Stored data -
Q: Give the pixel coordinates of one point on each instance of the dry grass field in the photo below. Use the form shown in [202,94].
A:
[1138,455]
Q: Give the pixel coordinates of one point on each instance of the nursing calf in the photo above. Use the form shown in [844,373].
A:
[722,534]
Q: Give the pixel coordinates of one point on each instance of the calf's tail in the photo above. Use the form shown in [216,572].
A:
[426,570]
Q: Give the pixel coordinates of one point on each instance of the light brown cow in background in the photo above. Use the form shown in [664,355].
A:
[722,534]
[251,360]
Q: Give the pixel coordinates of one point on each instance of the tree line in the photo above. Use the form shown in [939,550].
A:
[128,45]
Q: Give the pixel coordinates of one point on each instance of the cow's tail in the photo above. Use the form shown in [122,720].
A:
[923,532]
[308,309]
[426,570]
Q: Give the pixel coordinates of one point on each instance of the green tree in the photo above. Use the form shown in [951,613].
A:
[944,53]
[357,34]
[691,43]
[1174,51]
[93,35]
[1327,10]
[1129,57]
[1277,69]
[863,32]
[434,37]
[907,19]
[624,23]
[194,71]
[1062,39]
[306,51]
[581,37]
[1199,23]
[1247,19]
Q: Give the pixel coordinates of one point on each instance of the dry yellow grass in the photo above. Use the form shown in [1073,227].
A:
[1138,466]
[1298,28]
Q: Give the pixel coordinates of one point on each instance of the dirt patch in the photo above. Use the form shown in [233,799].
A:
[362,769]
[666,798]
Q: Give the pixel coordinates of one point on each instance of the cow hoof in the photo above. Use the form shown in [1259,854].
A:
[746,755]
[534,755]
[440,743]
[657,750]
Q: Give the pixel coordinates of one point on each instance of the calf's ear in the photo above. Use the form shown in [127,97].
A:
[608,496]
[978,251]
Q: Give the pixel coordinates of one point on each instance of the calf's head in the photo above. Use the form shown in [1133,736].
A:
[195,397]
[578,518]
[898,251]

Given exercise - Copy out all of the data above, line for line, with no changes.

Answer for the task -
Q: Give the pixel coordinates of one point on each instance of the dry grass field in the photo below. Use the form shown in [202,94].
A:
[1138,455]
Q: Give the pixel coordinates of one point on each instance of the nursing calf in the photo above. Use the form shown in [844,373].
A:
[722,534]
Q: Give the pixel coordinates of one point on each instance of the calf's tail in the photo above. Use the form shown in [216,572].
A:
[426,570]
Q: Give the pixel coordinates of one point on each instance of the light brown cow in background in the photo above. Use the form shown in [664,355].
A:
[722,534]
[251,360]
Q: Give the pixel coordinates of one point on each instance of the tree line in the photo above. Use the form shown in [939,550].
A:
[128,45]
Q: Give the pixel coordinates of one point on each instance of the cow's tail in the photo above. Use the form shown in [122,720].
A:
[923,532]
[308,309]
[426,570]
Q: Give the pixel coordinates of one point on each instance of the green tree in the photo above. Use the form shown in [951,613].
A:
[944,53]
[357,34]
[691,43]
[1174,51]
[93,35]
[1327,10]
[1129,57]
[1277,69]
[863,32]
[434,37]
[907,19]
[624,23]
[194,71]
[1062,39]
[306,51]
[581,37]
[1199,23]
[1247,19]
Q: Give the pixel coordinates of one point on each instance of the dry yellow grass in the photo above. Use the form shown in [1073,227].
A:
[1138,466]
[1298,28]
Q: Give the pixel coordinates of one point on each instance of the dirt patch in the photo above. Use the form shown in [233,799].
A:
[362,769]
[666,798]
Q: Give the pixel coordinates of one point on each instance of the cow hoof in the photo above. Use the form shown in [1259,854].
A:
[746,755]
[534,755]
[440,743]
[657,750]
Q: Give the pixel coordinates of one point on each instance of the calf's ear in the photo above. Use the form shown in [127,97].
A:
[608,496]
[978,251]
Q: Give the pixel coordinates of one point on each instance of the calf's head in the photo above. Use the form shown in [1133,736].
A:
[195,397]
[578,518]
[898,251]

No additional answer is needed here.